* _ENTRIES SUPPLIED_
──────────────────────────────

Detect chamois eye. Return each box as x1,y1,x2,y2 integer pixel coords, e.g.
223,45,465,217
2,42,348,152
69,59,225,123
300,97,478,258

──────────────────────────────

* _WHAT THE EXERCISE ASKS_
Rewrite the data with "coords" changed to "coordinates", keeping everything else the same.

* _EXPECTED ANSWER_
Detect chamois eye. Return each box as x1,y1,x2,y2 integer pixel coordinates, e.g.
223,45,465,217
2,42,348,152
69,59,225,123
300,97,478,258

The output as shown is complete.